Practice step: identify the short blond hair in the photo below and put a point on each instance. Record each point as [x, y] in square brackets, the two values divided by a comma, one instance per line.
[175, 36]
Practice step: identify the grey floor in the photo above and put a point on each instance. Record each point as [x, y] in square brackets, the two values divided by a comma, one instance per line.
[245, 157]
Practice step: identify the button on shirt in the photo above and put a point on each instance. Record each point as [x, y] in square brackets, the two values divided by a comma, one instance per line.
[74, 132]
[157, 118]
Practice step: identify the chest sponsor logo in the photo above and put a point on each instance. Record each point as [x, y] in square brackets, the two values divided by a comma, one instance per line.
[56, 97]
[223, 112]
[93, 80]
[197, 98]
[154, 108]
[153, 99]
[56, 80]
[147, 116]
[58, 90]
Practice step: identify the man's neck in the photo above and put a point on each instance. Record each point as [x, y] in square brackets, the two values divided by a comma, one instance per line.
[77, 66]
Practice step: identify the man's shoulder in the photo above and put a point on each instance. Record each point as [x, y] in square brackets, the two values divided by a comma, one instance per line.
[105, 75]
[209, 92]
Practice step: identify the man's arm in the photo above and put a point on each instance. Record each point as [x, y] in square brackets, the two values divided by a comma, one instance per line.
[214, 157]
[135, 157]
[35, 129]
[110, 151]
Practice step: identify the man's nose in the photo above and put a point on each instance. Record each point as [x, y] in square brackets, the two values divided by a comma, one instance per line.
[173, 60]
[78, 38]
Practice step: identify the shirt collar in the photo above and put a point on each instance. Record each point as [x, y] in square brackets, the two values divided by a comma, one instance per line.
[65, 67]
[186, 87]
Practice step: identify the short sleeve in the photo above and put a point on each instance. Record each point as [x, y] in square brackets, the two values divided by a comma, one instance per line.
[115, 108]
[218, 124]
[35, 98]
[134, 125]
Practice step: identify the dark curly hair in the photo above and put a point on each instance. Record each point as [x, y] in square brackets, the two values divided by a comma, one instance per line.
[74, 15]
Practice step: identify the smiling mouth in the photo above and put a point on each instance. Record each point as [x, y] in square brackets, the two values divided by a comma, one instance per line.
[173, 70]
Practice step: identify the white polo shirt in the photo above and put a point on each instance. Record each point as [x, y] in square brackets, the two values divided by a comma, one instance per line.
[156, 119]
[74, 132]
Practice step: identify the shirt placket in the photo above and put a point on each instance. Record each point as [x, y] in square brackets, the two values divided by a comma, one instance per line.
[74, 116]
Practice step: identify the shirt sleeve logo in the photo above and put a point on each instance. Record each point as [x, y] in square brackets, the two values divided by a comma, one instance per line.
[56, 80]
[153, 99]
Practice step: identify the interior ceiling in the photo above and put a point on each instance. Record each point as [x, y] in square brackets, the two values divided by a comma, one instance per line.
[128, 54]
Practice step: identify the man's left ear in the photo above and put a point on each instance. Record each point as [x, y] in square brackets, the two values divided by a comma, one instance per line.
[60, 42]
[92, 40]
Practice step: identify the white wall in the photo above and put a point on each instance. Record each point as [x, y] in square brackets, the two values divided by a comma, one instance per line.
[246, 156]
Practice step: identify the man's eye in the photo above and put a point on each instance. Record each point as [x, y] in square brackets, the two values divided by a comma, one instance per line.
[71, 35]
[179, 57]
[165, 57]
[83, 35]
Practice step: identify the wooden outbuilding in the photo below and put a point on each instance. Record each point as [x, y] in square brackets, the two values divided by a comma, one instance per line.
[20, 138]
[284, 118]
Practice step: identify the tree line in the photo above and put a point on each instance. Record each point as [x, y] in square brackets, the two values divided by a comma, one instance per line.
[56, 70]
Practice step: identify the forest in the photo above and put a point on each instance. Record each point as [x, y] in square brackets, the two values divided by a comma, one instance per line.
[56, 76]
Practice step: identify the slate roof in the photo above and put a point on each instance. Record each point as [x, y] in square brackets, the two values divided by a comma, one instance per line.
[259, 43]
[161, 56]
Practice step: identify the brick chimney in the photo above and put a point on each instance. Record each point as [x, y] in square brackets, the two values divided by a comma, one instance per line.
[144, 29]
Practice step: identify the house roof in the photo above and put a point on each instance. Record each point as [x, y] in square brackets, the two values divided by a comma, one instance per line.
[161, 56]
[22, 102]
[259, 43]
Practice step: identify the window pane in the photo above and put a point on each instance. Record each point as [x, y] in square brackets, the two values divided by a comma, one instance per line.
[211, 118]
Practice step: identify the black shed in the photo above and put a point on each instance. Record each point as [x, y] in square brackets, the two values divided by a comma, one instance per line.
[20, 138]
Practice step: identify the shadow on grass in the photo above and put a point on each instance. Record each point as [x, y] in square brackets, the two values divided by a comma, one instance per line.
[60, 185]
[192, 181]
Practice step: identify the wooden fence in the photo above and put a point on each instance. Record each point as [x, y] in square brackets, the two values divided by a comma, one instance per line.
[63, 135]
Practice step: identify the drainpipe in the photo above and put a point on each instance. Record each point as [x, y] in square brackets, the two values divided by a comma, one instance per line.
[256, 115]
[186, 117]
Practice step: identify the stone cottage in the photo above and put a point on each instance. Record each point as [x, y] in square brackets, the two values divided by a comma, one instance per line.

....................

Set all of the material down once more, unchanged.

** RESPONSE FOR THIS EXERCISE **
Practice step: identify the short blond hair in the photo below and put a point on each instance. Record each point as [x, y] in square brackets, the two values divided by a comma, one instance per line.
[175, 36]
Practice step: identify the grey floor in the photo above and put a point on each instance. Record each point as [x, y] in square brackets, the two values divided by a comma, one instance per line.
[245, 157]
Practice step: identify the button on shirt in the photo above and put a point on each instance. Record each point as [x, y] in square brackets, the two values divided by a comma, one instance per line.
[74, 132]
[157, 118]
Practice step: identify the chest sponsor logo in the photo above and put a point on each instance. Record each point as [x, y] in square brackets, the two values divided by a comma, one instance per line.
[56, 97]
[223, 112]
[93, 80]
[197, 98]
[154, 108]
[153, 99]
[56, 80]
[147, 116]
[58, 90]
Practice step: identify the man's neck in the photo above and put a point on each instance. Record each point as [x, y] in square brackets, the two values divided by a comma, one instance per line.
[77, 66]
Practice step: identify the man's shoulder in the photo above and put a point on each instance. Record each point as [x, y] in square brackets, the two values divided by a comma, one instance per line.
[105, 75]
[209, 92]
Practice step: identify the man's arm in the photo above and put a point on each instance. Record each point as [x, y] in square brackets, the two values divided by a comma, one instance per line.
[214, 157]
[135, 157]
[35, 129]
[110, 151]
Practice step: identify the man's nose in the photo above and put a point on each instance. Record each point as [x, y] in square brackets, the two values divided by a comma, one instance per line.
[173, 60]
[78, 38]
Practice step: identify the shirt collar in the photo above and put a point on each instance. Record each point as [x, y] in square brackets, the two values divided by a comma, one instance per line.
[65, 67]
[186, 87]
Practice step: identify the short sleeve in the photo above and put a point on each instance. Record each point as [x, y] in square brackets, the two values divided by a comma, one instance per line.
[115, 108]
[218, 124]
[35, 98]
[134, 125]
Practice step: identify the dark curly hair in the photo above and put a point on each instance. Record each point as [x, y] in square brackets, the two values divided by a comma, one instance per line.
[74, 15]
Practice step: identify the smiling mouth in the photo above and put a point on each instance. Record each point as [x, y] in square brackets, the two values divided by a comma, one instance per line.
[173, 70]
Practice step: identify the white polo shirt in the photo above and put a point on each instance. Record each point as [x, y] in square brackets, the two values divided by a comma, one instance per line.
[156, 119]
[74, 132]
Practice step: identify the shirt placket in the photo above and put a point on each instance. Record each point as [x, y] in square brackets, the two values divided by a comma, one instance per line.
[74, 116]
Practice step: identify the shirt sleeve logo in the photo above and put a point on each instance. Record each point as [x, y] in square brackets, the two values divided by a comma, one instance per line.
[56, 80]
[153, 99]
Practice step: identify the interior ceiling in the photo above and put a point on each instance. Record each point as [x, y] in square brackets, the two values divided by a comma, one instance per line.
[128, 54]
Practice step: identify the man's left ear in the photo above and put a point on each instance. Record each point as [x, y] in square brackets, the two values divided by a comma, one instance per line.
[60, 42]
[92, 40]
Practice step: identify the white wall in the photo above and put a point on each instance. Record each point as [x, y] in square brackets, the two values divided by a comma, one instance per line.
[246, 156]
Practice step: identify the man's eye in the photo above and put a point on each instance. Record each point as [x, y] in square brackets, the two values divided by a comma, one instance per line.
[71, 35]
[179, 57]
[165, 57]
[83, 35]
Practice step: identify the wooden outbuilding in the photo below and put a point on each instance. Record each point as [x, y] in square brackets, the two values divided by a comma, one instance per line.
[20, 138]
[284, 118]
Practice step: identify the tree line in the photo above and put a point on each instance. Record each point as [x, y] in square brackets, the two values divided by a comma, one instance per line.
[56, 70]
Practice step: identify the forest in the photo above and put a point on each instance. Record each point as [x, y] in square brackets, the two values divided by a comma, one instance per line.
[56, 76]
Practice step: identify the slate roof in the photo above and put a point on each instance. Record each point as [x, y] in square brackets, the two values divided by a comma, one instance per line.
[259, 43]
[161, 56]
Practice step: identify the brick chimney in the photo above and put a point on each instance. Record each point as [x, y] in square brackets, the two values divided by a comma, one instance per line.
[144, 29]
Practice step: identify the house roof in the photo above and put a point on each instance. Record each point as [x, y] in square brackets, the two values divided by a comma, one instance per line.
[161, 56]
[22, 102]
[259, 43]
Practice step: identify the window pane in the photo above and put a point on each instance. Record each point as [x, y] in square brackets, the two values divided by a comma, one instance per line.
[211, 118]
Practice step: identify the black shed in the photo above and put a point on each instance. Record each point as [x, y] in square brackets, the two values divided by a comma, one instance per line.
[20, 138]
Practice step: identify the shadow on grass in the photo above and put a point on each instance. Record each point as [x, y] in square brackets, the two values divided by a comma, one instance per line.
[60, 185]
[192, 181]
Practice step: identify the wooden fence in the photo above and put a point on each instance. Record each point as [x, y] in square brackets, the two values divided by a comma, one instance per line.
[63, 135]
Practice step: identify the drainpipe in the photo above and put a point on each instance. Record each point as [x, y] in square brackets, the two values divided by a comma, one instance per line.
[256, 115]
[186, 117]
Practice step: identify the stone cottage in the photo above and put a point on each instance. Record each point as [x, y] in square brackets, the two values divided by a comma, one instance per line.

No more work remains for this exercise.